----- 提示された文章 -----

Kaho Shionoya, Jae-Hyun Park, Toru Ekimoto, Junko S. Takeuchi, Junki Mifune, Takeshi Morita, Naito Ishimoto, Haruka Umezawa, Kenichiro Yamamoto, Chisa Kobayashi, Atsuto Kusunoki, Norimichi Nomura, So Iwata, Masamichi Muramatsu, Jeremy R.H. Tame, Mitsunori Ikeguchi, Sam-Yong Park, Koichi Watashi

Nature Communications 15: 9241 (2024)

----- 提供資料 -----

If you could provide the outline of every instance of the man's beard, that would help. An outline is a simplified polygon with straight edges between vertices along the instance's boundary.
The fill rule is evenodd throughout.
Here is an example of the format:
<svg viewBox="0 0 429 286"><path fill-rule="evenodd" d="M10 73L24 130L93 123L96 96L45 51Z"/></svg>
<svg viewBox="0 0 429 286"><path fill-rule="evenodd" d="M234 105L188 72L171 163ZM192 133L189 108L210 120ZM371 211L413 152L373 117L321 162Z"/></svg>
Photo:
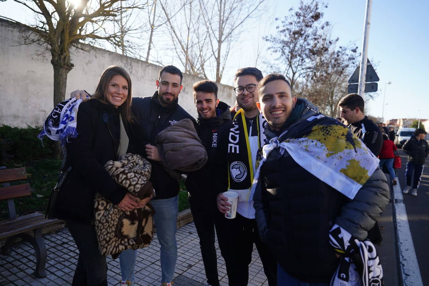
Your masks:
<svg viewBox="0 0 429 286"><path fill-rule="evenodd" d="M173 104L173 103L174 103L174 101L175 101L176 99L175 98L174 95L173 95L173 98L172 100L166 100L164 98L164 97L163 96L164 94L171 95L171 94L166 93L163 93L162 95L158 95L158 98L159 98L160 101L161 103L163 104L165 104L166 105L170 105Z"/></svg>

-----

提示された文章のうち「Kaho Shionoya, Jae-Hyun」から「15: 9241 (2024)」までの部分（両端を含む）について、「Nature Communications」を「Nature Medicine」に置き換えて更新し、その部分全体を書き出しなさい。

課題の解答:
Kaho Shionoya, Jae-Hyun Park, Toru Ekimoto, Junko S. Takeuchi, Junki Mifune, Takeshi Morita, Naito Ishimoto, Haruka Umezawa, Kenichiro Yamamoto, Chisa Kobayashi, Atsuto Kusunoki, Norimichi Nomura, So Iwata, Masamichi Muramatsu, Jeremy R.H. Tame, Mitsunori Ikeguchi, Sam-Yong Park, Koichi Watashi

Nature Medicine 15: 9241 (2024)